■ Ausgewählter Auszug ■
Erfahrungsbericht: Marlene über ihren ersten Term am UWC Atlantic

Marlene ist Stipendiatin am UWC Atlantic College im Jahrgang 23-25.

Es ist schwer in Worte zu fassen, wie viel ich in den letzten vier Monaten am United World College of the Atlantic erlebt habe.

Es fühlt sich wie gestern an, als ich die Bewerbung abgeschickt habe, ohne irgendeine Vorstellung, wie das mein Leben verändern wird. Seit der Zusage der deutschen UWC Stiftung habe ich mir Gedanken darüber gemacht, wie das Internatsleben sein wird und es stellte sich heraus, dass es ganz anders als erwartet ist.

■ Vorliegende Datensätze ■
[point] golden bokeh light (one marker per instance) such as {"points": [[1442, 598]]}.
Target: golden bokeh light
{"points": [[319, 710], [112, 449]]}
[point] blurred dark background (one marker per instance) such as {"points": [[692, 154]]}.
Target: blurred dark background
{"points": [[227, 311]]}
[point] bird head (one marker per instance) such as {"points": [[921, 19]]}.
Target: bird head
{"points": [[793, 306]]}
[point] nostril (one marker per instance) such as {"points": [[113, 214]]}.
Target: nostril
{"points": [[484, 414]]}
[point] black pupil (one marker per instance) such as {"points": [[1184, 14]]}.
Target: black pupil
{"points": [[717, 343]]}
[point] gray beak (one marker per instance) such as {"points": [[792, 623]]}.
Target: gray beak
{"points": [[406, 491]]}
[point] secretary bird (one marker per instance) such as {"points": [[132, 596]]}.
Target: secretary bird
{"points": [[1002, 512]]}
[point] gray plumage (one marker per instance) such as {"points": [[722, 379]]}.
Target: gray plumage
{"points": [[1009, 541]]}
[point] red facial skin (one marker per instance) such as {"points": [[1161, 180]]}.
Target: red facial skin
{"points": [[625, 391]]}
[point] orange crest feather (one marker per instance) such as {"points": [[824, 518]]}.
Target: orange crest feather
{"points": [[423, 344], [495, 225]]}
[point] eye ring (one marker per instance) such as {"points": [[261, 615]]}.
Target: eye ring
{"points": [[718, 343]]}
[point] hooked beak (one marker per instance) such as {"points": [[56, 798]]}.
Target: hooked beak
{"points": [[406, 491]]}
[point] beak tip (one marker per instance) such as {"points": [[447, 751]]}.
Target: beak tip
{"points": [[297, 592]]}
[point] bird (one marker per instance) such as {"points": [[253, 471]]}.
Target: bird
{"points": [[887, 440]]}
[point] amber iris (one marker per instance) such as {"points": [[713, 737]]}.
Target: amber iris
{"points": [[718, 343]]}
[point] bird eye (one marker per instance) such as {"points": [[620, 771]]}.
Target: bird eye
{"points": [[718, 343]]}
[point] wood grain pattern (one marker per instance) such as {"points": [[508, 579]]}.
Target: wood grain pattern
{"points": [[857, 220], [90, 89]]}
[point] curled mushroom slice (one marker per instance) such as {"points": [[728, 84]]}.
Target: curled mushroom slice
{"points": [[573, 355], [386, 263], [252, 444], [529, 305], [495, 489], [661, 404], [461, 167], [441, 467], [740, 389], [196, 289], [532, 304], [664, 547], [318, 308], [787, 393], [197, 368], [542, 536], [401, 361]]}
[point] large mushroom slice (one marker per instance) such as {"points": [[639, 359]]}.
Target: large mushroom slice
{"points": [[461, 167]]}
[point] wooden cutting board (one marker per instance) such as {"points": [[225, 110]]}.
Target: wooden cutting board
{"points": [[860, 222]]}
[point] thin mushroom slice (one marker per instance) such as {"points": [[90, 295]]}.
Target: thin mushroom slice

■ Gestellte Aufgabe 1 ■
Gib den Erfahrungsbericht über Marlenes ersten Term zwischen „Erfahrungsbericht: Marlene über“ und „Atlantic erlebt habe.“ wortgetreu wieder, beide Stellen eingeschlossen.
■ Gestellte Aufgabe 2 ■
In welchem Jahrgang ist Marlene laut dem Erfahrungsbericht Stipendiatin am UWC Atlantic College?
■ Gestellte Aufgabe 3 ■
Schreibe den Erfahrungsbericht über Marlenes ersten Term im Anschluss an seinen letzten Satz weiter.

■ Endergebnis 1 ■
Erfahrungsbericht: Marlene über ihren ersten Term am UWC Atlantic

Marlene ist Stipendiatin am UWC Atlantic College im Jahrgang 23-25.

Es ist schwer in Worte zu fassen, wie viel ich in den letzten vier Monaten am United World College of the Atlantic erlebt habe.

■ Endergebnis 2 ■
Im Jahrgang 23-25.

■ Endergebnis 3 ■
Ich kam am 29. August 2023 mit meinen Eltern, Großeltern und meiner Schwester im College an und wurde sehr herzlich von Miriam, meiner deutschen Second Year, begrüßt. Mit Miriam hatte ich zum Glück seit meiner Nominierung für das Atlantic College schon Kontakt, und sie konnte mir alle meine Fragen beantworten. Die ersten Tage waren unglaublich aufregend. Ich habe direkt Freunde gefunden, mit denen ich mich super gut verstanden habe. Wir hatten sehr viele Schülervollversammlungen und Workshops, um uns den Start in das College Leben zu erleichtern. Uns wurde bei der Fächerwahl für das International Baccalaureate geholfen und die Regeln und Traditionen an der Schule erklärt.

Der Fokus war vor allem auf das Verstehen unterschiedlicher Kulturen und Gebräuche gerichtet, um Missverständnisse zu vermeiden und sich gegenseitig ehrlich und verständnisvoll Wertschätzung entgegenzubringen. Jede*r versuchte so viele Mitschüler*innen wie möglich kennenzulernen und alle waren unfassbar aufgeregt.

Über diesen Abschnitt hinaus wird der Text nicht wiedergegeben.